**Problem statement**
Format each of the rows below as a JSON list of strings, with one string per line and blank lines omitted.

-- Start of Task material --

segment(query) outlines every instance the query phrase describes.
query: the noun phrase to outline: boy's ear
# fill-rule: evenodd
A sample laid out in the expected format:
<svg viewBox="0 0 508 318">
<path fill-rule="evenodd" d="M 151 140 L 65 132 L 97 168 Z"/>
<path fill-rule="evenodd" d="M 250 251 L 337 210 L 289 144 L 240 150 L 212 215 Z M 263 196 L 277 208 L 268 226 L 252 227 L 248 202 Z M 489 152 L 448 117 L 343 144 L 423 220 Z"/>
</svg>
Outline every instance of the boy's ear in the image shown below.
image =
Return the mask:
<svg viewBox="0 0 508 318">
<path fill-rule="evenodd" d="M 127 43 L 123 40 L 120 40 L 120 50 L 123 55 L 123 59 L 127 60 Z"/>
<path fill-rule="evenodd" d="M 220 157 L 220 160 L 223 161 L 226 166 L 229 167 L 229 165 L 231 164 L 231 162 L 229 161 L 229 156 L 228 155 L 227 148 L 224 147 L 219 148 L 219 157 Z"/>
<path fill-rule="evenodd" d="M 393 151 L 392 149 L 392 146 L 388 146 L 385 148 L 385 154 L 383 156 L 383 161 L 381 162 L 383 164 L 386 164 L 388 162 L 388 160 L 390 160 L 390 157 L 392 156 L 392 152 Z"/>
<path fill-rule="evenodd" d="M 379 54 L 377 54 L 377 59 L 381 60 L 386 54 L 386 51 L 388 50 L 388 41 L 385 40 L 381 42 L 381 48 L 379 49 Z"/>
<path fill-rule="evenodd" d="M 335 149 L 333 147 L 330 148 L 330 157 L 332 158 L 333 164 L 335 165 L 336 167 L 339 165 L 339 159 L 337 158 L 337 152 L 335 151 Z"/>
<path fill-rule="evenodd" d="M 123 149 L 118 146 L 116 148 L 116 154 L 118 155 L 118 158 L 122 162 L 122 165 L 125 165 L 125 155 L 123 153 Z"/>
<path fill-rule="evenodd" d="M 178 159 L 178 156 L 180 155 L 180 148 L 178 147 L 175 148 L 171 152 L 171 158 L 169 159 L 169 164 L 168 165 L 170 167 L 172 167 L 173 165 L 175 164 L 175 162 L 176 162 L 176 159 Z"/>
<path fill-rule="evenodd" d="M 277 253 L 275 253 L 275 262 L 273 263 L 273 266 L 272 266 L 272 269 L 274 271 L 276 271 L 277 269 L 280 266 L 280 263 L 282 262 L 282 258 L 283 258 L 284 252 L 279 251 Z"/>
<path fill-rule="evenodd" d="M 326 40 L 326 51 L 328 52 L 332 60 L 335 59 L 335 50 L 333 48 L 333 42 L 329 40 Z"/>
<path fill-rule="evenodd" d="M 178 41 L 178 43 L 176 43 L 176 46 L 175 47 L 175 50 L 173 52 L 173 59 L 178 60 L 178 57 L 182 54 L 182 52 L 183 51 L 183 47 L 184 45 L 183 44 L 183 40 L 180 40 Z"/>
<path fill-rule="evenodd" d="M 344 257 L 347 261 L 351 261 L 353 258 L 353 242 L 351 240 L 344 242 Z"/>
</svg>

-- End of Task material --

**Exercise solution**
[
  "segment(query) outlines every instance the query phrase describes.",
  "query: the noun phrase to outline: boy's ear",
  "# fill-rule: evenodd",
  "A sample laid out in the expected format:",
  "<svg viewBox=\"0 0 508 318\">",
  "<path fill-rule=\"evenodd\" d=\"M 151 140 L 65 132 L 97 168 Z\"/>",
  "<path fill-rule=\"evenodd\" d=\"M 250 251 L 337 210 L 289 144 L 240 150 L 212 215 Z M 263 196 L 277 208 L 268 226 L 252 227 L 248 202 Z M 489 152 L 448 117 L 343 144 L 423 220 Z\"/>",
  "</svg>",
  "Outline every instance of the boy's ear in the image shown below.",
  "image =",
  "Return the mask:",
  "<svg viewBox=\"0 0 508 318\">",
  "<path fill-rule=\"evenodd\" d=\"M 127 43 L 123 40 L 120 40 L 120 50 L 123 55 L 123 59 L 127 60 Z\"/>",
  "<path fill-rule=\"evenodd\" d=\"M 220 157 L 220 160 L 223 161 L 226 166 L 229 167 L 229 165 L 231 164 L 231 162 L 229 161 L 229 156 L 228 155 L 227 148 L 224 147 L 219 148 L 219 157 Z\"/>",
  "<path fill-rule=\"evenodd\" d=\"M 393 151 L 392 149 L 392 146 L 388 146 L 385 148 L 385 154 L 383 156 L 383 161 L 381 162 L 383 164 L 386 164 L 388 162 L 388 160 L 390 160 L 390 157 L 392 156 L 392 152 Z\"/>",
  "<path fill-rule=\"evenodd\" d=\"M 379 54 L 377 54 L 377 59 L 381 60 L 386 54 L 386 51 L 388 50 L 388 41 L 385 40 L 381 42 L 381 48 L 379 49 Z\"/>",
  "<path fill-rule=\"evenodd\" d=\"M 335 149 L 333 147 L 330 148 L 330 157 L 332 158 L 333 164 L 335 165 L 336 167 L 339 165 L 339 159 L 337 158 L 337 152 L 335 151 Z\"/>",
  "<path fill-rule=\"evenodd\" d=\"M 123 149 L 118 146 L 116 148 L 116 154 L 118 155 L 118 158 L 122 162 L 122 165 L 125 165 L 125 155 L 123 153 Z\"/>",
  "<path fill-rule=\"evenodd\" d=\"M 178 159 L 178 156 L 180 155 L 180 148 L 178 147 L 175 148 L 171 152 L 171 158 L 169 159 L 169 164 L 168 165 L 170 167 L 172 167 L 173 165 L 175 164 L 175 162 L 176 162 L 176 159 Z\"/>",
  "<path fill-rule=\"evenodd\" d=\"M 277 253 L 275 253 L 275 262 L 273 263 L 273 266 L 272 266 L 272 269 L 274 271 L 276 271 L 277 269 L 280 266 L 280 263 L 282 262 L 282 258 L 283 258 L 284 252 L 279 251 Z\"/>",
  "<path fill-rule=\"evenodd\" d=\"M 326 40 L 326 51 L 328 52 L 332 60 L 335 59 L 335 50 L 333 48 L 333 42 L 329 40 Z\"/>",
  "<path fill-rule=\"evenodd\" d=\"M 178 41 L 178 43 L 176 43 L 176 46 L 175 47 L 175 50 L 173 52 L 173 59 L 178 60 L 178 57 L 182 54 L 182 52 L 183 51 L 183 47 L 184 45 L 183 44 L 183 40 L 180 40 Z\"/>",
  "<path fill-rule=\"evenodd\" d=\"M 344 257 L 347 261 L 351 261 L 353 258 L 353 242 L 351 240 L 344 242 Z\"/>",
  "</svg>"
]